• **What this task involves**: Go through the entries below and copy each line containing the word "black".

• **Given records**:
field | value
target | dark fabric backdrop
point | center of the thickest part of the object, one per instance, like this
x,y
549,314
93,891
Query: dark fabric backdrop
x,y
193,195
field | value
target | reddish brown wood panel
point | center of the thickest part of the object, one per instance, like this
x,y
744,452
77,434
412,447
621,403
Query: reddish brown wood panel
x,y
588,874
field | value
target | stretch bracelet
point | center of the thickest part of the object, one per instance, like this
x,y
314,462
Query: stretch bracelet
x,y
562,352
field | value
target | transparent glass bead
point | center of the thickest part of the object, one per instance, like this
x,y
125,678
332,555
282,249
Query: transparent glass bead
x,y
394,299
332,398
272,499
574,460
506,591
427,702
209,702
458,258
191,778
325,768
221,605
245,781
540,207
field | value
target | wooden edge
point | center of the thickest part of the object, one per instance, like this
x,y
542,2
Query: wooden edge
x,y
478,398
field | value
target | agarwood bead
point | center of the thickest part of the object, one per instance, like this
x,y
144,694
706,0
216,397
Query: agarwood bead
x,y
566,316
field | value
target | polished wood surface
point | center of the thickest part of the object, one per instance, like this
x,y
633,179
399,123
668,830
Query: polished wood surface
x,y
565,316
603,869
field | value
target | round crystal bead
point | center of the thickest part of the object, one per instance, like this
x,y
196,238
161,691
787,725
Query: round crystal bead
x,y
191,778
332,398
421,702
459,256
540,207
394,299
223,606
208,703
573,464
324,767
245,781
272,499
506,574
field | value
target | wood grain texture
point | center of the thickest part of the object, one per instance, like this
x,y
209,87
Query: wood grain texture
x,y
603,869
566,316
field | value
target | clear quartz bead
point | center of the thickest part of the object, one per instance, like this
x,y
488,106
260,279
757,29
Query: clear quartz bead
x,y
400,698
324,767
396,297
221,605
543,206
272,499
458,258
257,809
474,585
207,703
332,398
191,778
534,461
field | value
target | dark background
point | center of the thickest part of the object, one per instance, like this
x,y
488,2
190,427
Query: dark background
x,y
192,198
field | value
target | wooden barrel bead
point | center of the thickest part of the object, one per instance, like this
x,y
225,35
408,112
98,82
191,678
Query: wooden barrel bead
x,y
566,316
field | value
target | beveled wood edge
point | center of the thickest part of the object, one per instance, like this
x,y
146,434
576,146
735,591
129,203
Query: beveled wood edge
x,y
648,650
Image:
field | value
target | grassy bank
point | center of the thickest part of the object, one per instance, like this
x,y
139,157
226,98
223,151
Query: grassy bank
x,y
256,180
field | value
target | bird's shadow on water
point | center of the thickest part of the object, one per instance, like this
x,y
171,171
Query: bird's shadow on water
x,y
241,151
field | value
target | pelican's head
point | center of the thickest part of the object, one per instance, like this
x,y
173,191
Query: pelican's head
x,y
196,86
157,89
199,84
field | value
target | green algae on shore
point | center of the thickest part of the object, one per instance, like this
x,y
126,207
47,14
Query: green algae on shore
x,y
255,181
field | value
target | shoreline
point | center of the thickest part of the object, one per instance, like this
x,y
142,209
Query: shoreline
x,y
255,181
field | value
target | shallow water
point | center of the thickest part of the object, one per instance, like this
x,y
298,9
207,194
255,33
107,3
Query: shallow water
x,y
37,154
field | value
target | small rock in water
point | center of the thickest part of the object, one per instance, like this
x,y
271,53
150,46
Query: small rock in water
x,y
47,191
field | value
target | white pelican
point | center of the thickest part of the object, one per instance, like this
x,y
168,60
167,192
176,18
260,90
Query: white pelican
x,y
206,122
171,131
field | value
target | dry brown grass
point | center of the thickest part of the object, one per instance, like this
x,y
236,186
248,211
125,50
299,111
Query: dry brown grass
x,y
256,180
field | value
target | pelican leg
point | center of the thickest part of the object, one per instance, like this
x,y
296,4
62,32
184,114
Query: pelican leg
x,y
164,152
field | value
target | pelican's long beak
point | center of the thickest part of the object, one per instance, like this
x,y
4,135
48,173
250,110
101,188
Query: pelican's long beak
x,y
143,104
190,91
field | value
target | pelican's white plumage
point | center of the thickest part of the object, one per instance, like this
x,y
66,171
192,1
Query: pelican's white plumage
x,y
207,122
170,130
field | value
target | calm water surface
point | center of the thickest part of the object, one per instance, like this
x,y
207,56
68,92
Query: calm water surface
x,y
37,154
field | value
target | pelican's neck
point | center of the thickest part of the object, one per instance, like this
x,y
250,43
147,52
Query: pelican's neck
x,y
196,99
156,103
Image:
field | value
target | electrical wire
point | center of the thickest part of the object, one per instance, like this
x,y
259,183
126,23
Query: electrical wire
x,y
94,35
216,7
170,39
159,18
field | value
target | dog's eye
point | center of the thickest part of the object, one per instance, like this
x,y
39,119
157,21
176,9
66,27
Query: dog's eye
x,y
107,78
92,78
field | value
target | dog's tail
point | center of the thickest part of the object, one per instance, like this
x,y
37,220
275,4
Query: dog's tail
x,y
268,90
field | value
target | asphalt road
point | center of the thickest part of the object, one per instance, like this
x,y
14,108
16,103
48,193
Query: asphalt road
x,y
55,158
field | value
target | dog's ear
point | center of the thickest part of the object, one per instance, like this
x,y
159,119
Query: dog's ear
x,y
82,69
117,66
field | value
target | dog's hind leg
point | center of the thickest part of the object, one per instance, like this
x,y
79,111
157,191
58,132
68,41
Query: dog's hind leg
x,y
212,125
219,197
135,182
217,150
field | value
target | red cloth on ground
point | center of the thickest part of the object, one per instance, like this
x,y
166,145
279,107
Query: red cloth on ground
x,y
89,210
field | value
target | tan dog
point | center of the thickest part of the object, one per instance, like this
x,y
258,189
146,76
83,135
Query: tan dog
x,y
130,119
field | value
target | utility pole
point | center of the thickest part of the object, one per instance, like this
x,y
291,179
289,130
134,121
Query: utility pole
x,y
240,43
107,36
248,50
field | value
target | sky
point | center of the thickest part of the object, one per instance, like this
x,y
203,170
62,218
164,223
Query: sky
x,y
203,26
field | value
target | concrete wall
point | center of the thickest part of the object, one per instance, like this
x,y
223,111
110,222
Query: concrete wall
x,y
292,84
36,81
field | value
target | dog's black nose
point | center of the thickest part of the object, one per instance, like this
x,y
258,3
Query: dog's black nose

• **Completed exercise**:
target | dog's black nose
Query: dog's black nose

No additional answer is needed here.